Exercise instructions:
Reproduce the listing below word for word, from its first line to its last.
#### Material for this exercise ####
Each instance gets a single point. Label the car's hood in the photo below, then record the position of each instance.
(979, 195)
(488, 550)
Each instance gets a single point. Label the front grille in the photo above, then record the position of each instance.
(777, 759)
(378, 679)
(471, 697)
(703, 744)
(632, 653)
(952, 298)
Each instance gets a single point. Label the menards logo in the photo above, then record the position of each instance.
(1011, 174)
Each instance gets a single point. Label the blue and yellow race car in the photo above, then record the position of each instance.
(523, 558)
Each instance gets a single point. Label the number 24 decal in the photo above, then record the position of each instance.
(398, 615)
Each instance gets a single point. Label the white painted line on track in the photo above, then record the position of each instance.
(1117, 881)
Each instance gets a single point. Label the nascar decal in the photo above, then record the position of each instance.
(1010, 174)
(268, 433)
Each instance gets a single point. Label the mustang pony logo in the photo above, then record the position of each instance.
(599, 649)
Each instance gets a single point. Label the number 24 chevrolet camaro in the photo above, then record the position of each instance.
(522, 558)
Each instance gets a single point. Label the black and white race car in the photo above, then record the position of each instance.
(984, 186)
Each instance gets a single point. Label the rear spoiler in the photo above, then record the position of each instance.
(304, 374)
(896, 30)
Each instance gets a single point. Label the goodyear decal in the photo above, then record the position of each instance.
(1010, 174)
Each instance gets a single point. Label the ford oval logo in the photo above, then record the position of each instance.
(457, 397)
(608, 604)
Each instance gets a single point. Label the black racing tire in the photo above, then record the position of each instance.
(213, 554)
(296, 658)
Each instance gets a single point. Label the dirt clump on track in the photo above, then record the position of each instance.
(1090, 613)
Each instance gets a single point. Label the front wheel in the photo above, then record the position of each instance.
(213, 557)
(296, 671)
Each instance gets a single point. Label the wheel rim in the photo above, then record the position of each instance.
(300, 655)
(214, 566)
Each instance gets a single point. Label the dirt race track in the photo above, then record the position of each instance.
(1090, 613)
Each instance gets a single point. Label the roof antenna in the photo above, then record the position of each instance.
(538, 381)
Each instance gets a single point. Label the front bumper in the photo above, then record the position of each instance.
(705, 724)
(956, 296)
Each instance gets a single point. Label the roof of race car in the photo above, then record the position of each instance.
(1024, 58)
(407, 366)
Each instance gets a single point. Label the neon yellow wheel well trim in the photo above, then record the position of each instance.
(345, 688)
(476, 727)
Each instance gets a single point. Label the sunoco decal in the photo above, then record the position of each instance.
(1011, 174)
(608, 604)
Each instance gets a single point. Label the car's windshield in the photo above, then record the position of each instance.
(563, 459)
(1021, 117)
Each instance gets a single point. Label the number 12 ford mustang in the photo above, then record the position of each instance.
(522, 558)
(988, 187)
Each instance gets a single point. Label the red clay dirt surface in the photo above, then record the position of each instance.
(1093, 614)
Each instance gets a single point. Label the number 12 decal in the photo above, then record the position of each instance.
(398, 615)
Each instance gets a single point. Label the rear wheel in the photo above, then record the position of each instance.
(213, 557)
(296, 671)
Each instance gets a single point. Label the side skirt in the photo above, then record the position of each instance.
####
Worked answer:
Each instance gets a single point. Label the car's hood in the photo below, then record the position of each instance.
(979, 195)
(488, 550)
Each instance gets a single point. Label the front grille in the photo above, then record the position of each instance.
(777, 759)
(378, 679)
(471, 697)
(703, 744)
(632, 653)
(952, 298)
Each instance gets a single point. Label the menards logo in the photo above, then record the position of each instance.
(1011, 174)
Each instance gets a single point. Label the blue and yellow race car in the photo above, then record the position of each instance.
(523, 558)
Each instance gets a single point. Label the number 24 decal in the photo above, then record the position of each instance.
(398, 615)
Each instance gets a single point. Label the white painted line on track in the photo above, then record the position of each instance.
(1117, 881)
Each instance gets a single point. Label the nascar decal in the photo above, then record the position of each instance.
(1010, 174)
(268, 433)
Each instance gets a single point. Label the mustang pony logo in the photo above, then record the position of each instance.
(599, 649)
Each instance gets a single point. Label the number 24 chevrolet camaro in the photo above, then record the position of each instance.
(522, 558)
Each instance gets a single point. Label the black and white race car in the photo above, then record the position of each instance.
(984, 186)
Each instance gets a single point. Label the rear spoiler in the photo above, then record the position of each instance.
(304, 374)
(896, 30)
Each instance gets a single point. Label the goodyear decal in the photo above, then record the position of each instance.
(1010, 174)
Each instance gets a single point. Label the ford oval logo in the photo above, then record the position of each instance.
(457, 397)
(608, 604)
Each instance gets a single point. Label the black racing tire in the photo above, then record the position of each instance.
(213, 554)
(296, 658)
Each instance gets a single point. Label the dirt clump on track in the photo above, then record the position of each instance.
(1090, 613)
Each instance gets a single point. Label the front wheel in the photo above, then record the position of each instance.
(213, 557)
(296, 671)
Each instance gets a single point. Label the wheel rim in the photo above, then record the position of each instance.
(300, 655)
(214, 566)
Each instance gets a single point. Label the dirt race track in the photo above, then record the position of each instance.
(1090, 613)
Each instance gets a single point. Label the roof antenna in the photo above, then record the position of each instance.
(538, 381)
Each instance gets a single point. Label the front bumper in the photo above, then record the position of each instance.
(705, 724)
(956, 296)
Each instance gets a single point. Label the roof of race car in the photo above, then record the position of each instance.
(1024, 58)
(407, 366)
Each instance gets a single point. Label the neon yellow wheel well trim in the photo above, then record the position of each instance.
(345, 688)
(476, 727)
Each instance gets a single point. Label the sunoco decal in the photo above, then record the position of each instance.
(1011, 174)
(608, 604)
Each instance gets a single point. Label the car's windshield in the photo above, then record the position of each instance.
(563, 459)
(1021, 117)
Each instance gets a single point. Label the number 12 ford mustang in the photo above, then record the position of each instance.
(522, 558)
(988, 187)
Each instance gets a single point. Label the red clay dirt surface in the photo above, then record the position of each instance.
(1093, 614)
Each instance gets a single point. Label the number 12 decal in the photo above, then record the position of each instance.
(398, 615)
Each instance gets a single point. Label the rear wheel in the photo above, then record the position of each instance.
(213, 557)
(296, 671)
Each instance gets a single point. Label the side skirt in the photo above, then record the position of each instance.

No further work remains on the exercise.